- **EXCERPT**
· · · ·

Inclusion and exclusion criteria
Our trial will enroll men with a new diagnosis of non-metastatic prostate cancer. Eligible participants must have a prostate biopsy not older than 4 months at the time of enrollment. Patients may have a Gleason score from 6 to 10 and must have a prostate-specific antigen (PSA) less than 50 ng/ml. Patients must be enrolled in the study after notification of a positive biopsy but before receiving any consultation about treatment options. Patients presenting for a second opinion are not eligible. Patients must be able to read and comprehend English. In lieu of this requirement, an English-proficient caregiver or clinical / research support staff may assist participants in reading or translation analogous to clinical care. Participants will not be enrolled who have had another non-cutaneous malignancy in the previous 5 years. Patients with a history of non-melanoma skin cancer are eligible to participate. Our trial will oversample African American (AA), American Indian/Alaska Native (AI/AN), and Hispanic (HS) men. At least 50% of the study’s total enrollment will draw from these target populations. Sites will be instructed to limit recruitment of men from other racial and ethnic subgroups to 50% to achieve minority recruitment targets.
Because of the study design and target enrollment goals, a sufficient number of minority-oriented sites have been identified. The block-randomization study design includes 20 participating sites divided equally across the four arms (see Fig. 1), and each site must recruit similar numbers of participants based on our power calculations. In order to participate in our trial, urology practices must be rostered as funded components of the NCORP institutions who receive CCDR funds. In addition to the requirements of the funding structure, qualifying sites must also have urology practices with urologists who are capable and willing to deliver decision-aid interventions in conjunction with their standard care practices for patients with new prostate cancer diagnoses. These requirements for site eligibility require significant communication between the study team and sites meeting the NCORP criteria, to determine which sites have the capacity and interest to participate.

· · · ·

- **EXTRACTED ENTRIES**
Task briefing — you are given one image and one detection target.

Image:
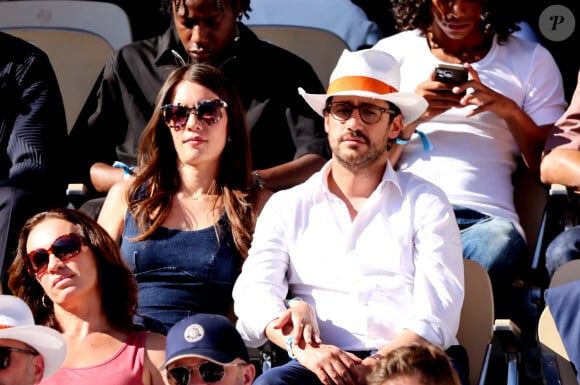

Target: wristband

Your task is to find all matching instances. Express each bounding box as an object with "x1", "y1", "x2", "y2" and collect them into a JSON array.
[
  {"x1": 369, "y1": 353, "x2": 383, "y2": 361},
  {"x1": 113, "y1": 161, "x2": 135, "y2": 180},
  {"x1": 286, "y1": 336, "x2": 296, "y2": 359},
  {"x1": 284, "y1": 297, "x2": 303, "y2": 309}
]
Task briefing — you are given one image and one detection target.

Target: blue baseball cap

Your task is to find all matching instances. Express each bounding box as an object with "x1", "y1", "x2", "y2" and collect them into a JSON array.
[{"x1": 163, "y1": 313, "x2": 250, "y2": 367}]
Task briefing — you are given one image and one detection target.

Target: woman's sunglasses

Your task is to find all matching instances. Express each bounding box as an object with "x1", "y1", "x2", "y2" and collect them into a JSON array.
[
  {"x1": 27, "y1": 233, "x2": 83, "y2": 277},
  {"x1": 167, "y1": 361, "x2": 246, "y2": 385},
  {"x1": 161, "y1": 99, "x2": 228, "y2": 131},
  {"x1": 0, "y1": 346, "x2": 38, "y2": 370}
]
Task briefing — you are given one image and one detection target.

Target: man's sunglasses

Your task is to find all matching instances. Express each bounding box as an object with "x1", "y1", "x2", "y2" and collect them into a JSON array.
[
  {"x1": 0, "y1": 346, "x2": 38, "y2": 370},
  {"x1": 161, "y1": 99, "x2": 228, "y2": 131},
  {"x1": 27, "y1": 233, "x2": 83, "y2": 277},
  {"x1": 167, "y1": 361, "x2": 246, "y2": 385},
  {"x1": 326, "y1": 102, "x2": 396, "y2": 124}
]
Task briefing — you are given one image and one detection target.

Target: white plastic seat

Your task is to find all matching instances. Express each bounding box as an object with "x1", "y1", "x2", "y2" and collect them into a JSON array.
[{"x1": 0, "y1": 0, "x2": 132, "y2": 130}]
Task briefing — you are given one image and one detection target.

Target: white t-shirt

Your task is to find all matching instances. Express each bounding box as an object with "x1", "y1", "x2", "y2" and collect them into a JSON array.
[
  {"x1": 244, "y1": 0, "x2": 383, "y2": 51},
  {"x1": 374, "y1": 31, "x2": 566, "y2": 235}
]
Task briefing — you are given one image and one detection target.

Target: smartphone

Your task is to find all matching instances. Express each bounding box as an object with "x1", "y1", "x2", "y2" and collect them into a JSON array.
[
  {"x1": 435, "y1": 64, "x2": 468, "y2": 96},
  {"x1": 435, "y1": 64, "x2": 468, "y2": 84}
]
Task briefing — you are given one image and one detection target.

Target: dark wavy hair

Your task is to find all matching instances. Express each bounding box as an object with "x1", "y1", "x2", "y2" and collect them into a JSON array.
[
  {"x1": 367, "y1": 343, "x2": 460, "y2": 385},
  {"x1": 8, "y1": 208, "x2": 137, "y2": 332},
  {"x1": 128, "y1": 63, "x2": 258, "y2": 258},
  {"x1": 391, "y1": 0, "x2": 525, "y2": 43},
  {"x1": 161, "y1": 0, "x2": 252, "y2": 20}
]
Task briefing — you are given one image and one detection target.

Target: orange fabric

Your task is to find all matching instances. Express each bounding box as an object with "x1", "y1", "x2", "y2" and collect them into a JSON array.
[{"x1": 326, "y1": 76, "x2": 398, "y2": 94}]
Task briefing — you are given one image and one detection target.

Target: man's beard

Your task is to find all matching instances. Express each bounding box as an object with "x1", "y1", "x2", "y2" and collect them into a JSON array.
[{"x1": 332, "y1": 131, "x2": 386, "y2": 171}]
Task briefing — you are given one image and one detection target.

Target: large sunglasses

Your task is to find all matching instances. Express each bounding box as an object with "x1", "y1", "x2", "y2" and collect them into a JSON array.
[
  {"x1": 161, "y1": 99, "x2": 228, "y2": 131},
  {"x1": 27, "y1": 233, "x2": 83, "y2": 277},
  {"x1": 0, "y1": 346, "x2": 38, "y2": 370},
  {"x1": 167, "y1": 361, "x2": 246, "y2": 385},
  {"x1": 326, "y1": 102, "x2": 396, "y2": 124}
]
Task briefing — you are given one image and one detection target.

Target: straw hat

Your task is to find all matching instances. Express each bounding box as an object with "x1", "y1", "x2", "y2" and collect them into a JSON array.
[
  {"x1": 298, "y1": 48, "x2": 428, "y2": 124},
  {"x1": 0, "y1": 294, "x2": 66, "y2": 378}
]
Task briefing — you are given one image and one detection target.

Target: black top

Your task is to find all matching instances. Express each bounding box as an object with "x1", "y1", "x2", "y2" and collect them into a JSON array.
[
  {"x1": 0, "y1": 32, "x2": 67, "y2": 195},
  {"x1": 70, "y1": 23, "x2": 330, "y2": 186}
]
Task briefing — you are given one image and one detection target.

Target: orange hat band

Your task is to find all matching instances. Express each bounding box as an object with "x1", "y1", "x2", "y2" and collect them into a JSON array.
[{"x1": 326, "y1": 76, "x2": 398, "y2": 95}]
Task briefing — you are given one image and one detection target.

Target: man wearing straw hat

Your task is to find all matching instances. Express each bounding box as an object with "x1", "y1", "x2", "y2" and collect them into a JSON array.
[
  {"x1": 233, "y1": 49, "x2": 463, "y2": 385},
  {"x1": 0, "y1": 295, "x2": 66, "y2": 385}
]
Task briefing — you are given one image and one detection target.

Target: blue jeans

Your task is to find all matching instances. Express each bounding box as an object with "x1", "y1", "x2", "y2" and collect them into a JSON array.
[
  {"x1": 546, "y1": 226, "x2": 580, "y2": 278},
  {"x1": 253, "y1": 345, "x2": 469, "y2": 385},
  {"x1": 453, "y1": 205, "x2": 528, "y2": 318}
]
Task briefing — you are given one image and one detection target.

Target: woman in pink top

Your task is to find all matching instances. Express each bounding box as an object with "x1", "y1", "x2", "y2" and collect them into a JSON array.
[{"x1": 9, "y1": 208, "x2": 165, "y2": 385}]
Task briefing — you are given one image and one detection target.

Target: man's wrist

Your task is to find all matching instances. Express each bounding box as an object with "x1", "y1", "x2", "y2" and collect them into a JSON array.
[
  {"x1": 284, "y1": 297, "x2": 303, "y2": 309},
  {"x1": 285, "y1": 336, "x2": 296, "y2": 359}
]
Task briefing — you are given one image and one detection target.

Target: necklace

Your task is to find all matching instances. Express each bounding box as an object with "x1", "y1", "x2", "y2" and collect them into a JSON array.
[
  {"x1": 183, "y1": 179, "x2": 215, "y2": 201},
  {"x1": 426, "y1": 31, "x2": 492, "y2": 63}
]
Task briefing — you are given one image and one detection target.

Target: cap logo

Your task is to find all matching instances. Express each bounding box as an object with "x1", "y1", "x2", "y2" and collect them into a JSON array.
[
  {"x1": 326, "y1": 76, "x2": 398, "y2": 95},
  {"x1": 183, "y1": 324, "x2": 205, "y2": 343}
]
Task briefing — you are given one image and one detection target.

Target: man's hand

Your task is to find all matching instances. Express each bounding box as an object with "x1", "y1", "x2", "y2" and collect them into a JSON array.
[
  {"x1": 292, "y1": 341, "x2": 365, "y2": 385},
  {"x1": 272, "y1": 300, "x2": 322, "y2": 344}
]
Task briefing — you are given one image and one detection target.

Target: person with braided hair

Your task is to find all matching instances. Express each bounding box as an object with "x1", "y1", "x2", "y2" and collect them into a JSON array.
[
  {"x1": 69, "y1": 0, "x2": 330, "y2": 217},
  {"x1": 374, "y1": 0, "x2": 566, "y2": 321}
]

· · · ·

- **TASK DESCRIPTION**
Continue the excerpt on the prostate cancer trial's enrollment criteria and site selection, picking up after its final sentence. The entries are separate material and have nothing to do with the text.

- **RESULT OF THIS TASK**
Participant recruitment will remain flexible to accommodate each site’s workflow for notifying patients about new cancer diagnoses and providing consultation about treatment choices. Some sites disclose positive cancer diagnoses by phone, with the treatment consultation occurring days later. Other sites combine notification and treatment discussion into a single consultation with the physician provider. In all cases, participating sites will need to ensure that registration and intervention (in applicable study arms) occur after diagnosis notification and prior to the specialist consultation. Each site will develop methods for identifying eligible patients ahead of visits and for recruiting patients in a way that avoids the possibility of inadvertent diagnosis disclosure by study staff.
The trial intervention arms consist of one or both decision aids targeting men with non-metastatic prostate cancer. The decision aids are designed to convey information about prostate cancer and its treatments in order to enable patients to make more informed treatment choices under the guidance of their physician. Neither decision aid is intended to displace fundamental aspects of the consultation or constrain physicians’ ability to make treatment recommendations. Two decision aids are being tested in our trial—the Prostate Choice tool which was developed and tested by the study team, and the Knowing Your Options tool developed by the Agency for Healthcare Research and Quality.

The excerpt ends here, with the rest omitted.